**Work instructions**. Turn the material starting at the line containing "Drone-based crop survey: pinpoint every metal" and ending at the line containing "[0,12,28,80]" into a two-column CSV with headers instruction and boxes. Give one row per entry, with its text and its answer each in a single quoted field, line breaks replaced by spaces, and the picture left out.
○ ○ ○
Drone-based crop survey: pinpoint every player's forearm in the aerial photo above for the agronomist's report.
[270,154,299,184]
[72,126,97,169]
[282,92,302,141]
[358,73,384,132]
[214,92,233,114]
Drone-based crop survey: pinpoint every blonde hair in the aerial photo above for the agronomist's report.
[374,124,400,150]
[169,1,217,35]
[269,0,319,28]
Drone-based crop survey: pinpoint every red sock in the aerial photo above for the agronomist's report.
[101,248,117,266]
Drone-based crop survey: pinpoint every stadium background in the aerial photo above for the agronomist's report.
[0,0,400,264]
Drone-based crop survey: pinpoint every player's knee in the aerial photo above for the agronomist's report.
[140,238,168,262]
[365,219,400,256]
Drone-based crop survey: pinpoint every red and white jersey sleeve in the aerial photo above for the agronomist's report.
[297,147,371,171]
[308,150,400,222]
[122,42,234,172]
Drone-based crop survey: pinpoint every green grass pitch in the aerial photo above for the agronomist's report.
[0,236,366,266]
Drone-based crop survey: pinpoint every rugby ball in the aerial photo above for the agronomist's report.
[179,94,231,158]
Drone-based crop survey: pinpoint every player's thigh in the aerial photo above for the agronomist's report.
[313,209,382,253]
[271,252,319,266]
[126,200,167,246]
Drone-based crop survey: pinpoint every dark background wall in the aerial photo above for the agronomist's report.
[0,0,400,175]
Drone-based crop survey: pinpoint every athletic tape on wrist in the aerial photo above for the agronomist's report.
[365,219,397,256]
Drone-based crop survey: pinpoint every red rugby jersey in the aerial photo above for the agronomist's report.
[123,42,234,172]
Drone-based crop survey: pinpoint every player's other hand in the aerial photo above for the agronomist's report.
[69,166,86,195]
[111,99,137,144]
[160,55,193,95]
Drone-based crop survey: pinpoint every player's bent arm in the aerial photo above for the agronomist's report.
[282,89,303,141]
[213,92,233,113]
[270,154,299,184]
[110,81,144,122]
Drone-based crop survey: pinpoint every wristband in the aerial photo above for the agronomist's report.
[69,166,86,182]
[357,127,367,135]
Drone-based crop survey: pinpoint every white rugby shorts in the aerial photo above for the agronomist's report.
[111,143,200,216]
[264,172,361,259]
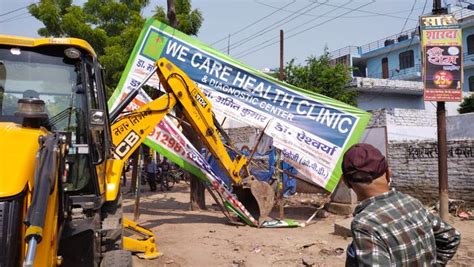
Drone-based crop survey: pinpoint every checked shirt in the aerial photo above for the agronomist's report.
[351,190,461,266]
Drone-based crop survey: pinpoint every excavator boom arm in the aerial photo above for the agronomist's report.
[112,58,247,185]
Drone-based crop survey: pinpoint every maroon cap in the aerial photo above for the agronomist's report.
[342,143,388,183]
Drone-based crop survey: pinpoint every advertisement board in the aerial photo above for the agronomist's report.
[109,19,370,195]
[420,15,463,102]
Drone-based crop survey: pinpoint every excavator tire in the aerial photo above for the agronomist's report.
[100,250,133,267]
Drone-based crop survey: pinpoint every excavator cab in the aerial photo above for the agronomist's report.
[0,35,131,266]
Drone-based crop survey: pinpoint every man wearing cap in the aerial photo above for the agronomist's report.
[342,144,461,266]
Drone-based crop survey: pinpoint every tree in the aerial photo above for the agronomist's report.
[458,94,474,114]
[153,0,204,36]
[154,0,206,210]
[28,0,202,98]
[285,51,357,106]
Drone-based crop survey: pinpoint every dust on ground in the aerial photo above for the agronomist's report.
[124,183,474,267]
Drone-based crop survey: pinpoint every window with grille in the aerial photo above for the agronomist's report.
[467,34,474,55]
[398,50,415,70]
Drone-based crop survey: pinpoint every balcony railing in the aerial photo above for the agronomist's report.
[367,64,422,80]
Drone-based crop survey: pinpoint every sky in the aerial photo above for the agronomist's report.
[0,0,459,70]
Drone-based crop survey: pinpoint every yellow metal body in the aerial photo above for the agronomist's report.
[0,122,46,198]
[0,123,59,266]
[156,58,247,185]
[122,218,162,259]
[111,58,247,188]
[0,34,97,57]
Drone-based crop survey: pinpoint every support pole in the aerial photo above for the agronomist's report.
[280,30,285,81]
[275,30,285,220]
[436,102,449,221]
[433,0,449,221]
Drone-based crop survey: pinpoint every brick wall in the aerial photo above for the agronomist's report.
[388,139,474,207]
[368,108,436,127]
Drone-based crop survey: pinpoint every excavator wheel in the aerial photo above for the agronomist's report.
[100,250,133,267]
[234,179,275,225]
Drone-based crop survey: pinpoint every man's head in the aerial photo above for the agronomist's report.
[342,144,390,200]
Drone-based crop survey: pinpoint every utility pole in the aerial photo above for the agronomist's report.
[280,30,285,81]
[432,0,449,221]
[275,30,285,220]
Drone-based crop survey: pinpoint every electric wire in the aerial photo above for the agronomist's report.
[210,0,296,46]
[255,1,421,19]
[0,12,32,23]
[220,0,322,51]
[0,5,30,17]
[236,0,375,58]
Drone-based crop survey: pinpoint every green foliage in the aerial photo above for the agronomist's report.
[285,52,357,106]
[28,0,202,96]
[153,0,204,36]
[458,94,474,114]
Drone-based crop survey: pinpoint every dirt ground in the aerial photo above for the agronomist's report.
[124,183,474,267]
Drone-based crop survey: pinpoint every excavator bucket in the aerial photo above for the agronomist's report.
[234,178,275,225]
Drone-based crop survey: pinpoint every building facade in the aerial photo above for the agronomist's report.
[330,6,474,115]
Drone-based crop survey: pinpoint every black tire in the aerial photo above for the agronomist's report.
[100,250,132,267]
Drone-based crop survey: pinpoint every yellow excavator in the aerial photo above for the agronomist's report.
[0,35,274,267]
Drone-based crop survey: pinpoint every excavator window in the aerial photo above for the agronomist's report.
[0,46,95,191]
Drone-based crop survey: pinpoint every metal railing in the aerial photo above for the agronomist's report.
[367,64,422,80]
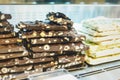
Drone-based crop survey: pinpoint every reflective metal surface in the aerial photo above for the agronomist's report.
[71,61,120,80]
[0,4,120,24]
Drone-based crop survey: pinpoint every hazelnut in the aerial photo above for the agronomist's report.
[1,14,5,20]
[1,68,8,73]
[64,45,70,51]
[44,45,50,50]
[0,23,3,26]
[40,31,46,37]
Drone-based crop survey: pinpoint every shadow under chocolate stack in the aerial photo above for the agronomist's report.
[17,12,86,74]
[0,12,28,80]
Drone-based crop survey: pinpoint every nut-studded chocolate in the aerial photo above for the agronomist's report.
[47,12,73,28]
[21,31,75,39]
[31,42,85,52]
[17,21,69,31]
[0,20,10,28]
[0,38,22,45]
[0,44,25,54]
[0,51,29,60]
[0,65,33,75]
[0,13,12,21]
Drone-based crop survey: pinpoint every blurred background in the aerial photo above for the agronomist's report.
[0,0,120,4]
○ ○ ○
**The result**.
instruction,boxes
"Drone-based crop survey: pinpoint every metal railing in the aerial photo above for the agronomist's report.","[367,64,422,80]"
"Drone-based crop survey: pinpoint every reflective metal surface in the aerial photo above for the agronomist's report.","[71,61,120,80] [0,4,120,24]"
"Drone-based crop survey: pinpoint every hazelnut in the aerial photo above for the agronomist's report.","[1,14,5,20] [1,68,8,73] [64,45,70,51] [44,45,50,50] [0,23,3,26] [40,31,46,37]"
"Drone-based crop survey: pinpoint every shadow under chocolate stack in the aerial photo above for the agronomist's report.","[17,12,86,74] [0,12,28,80]"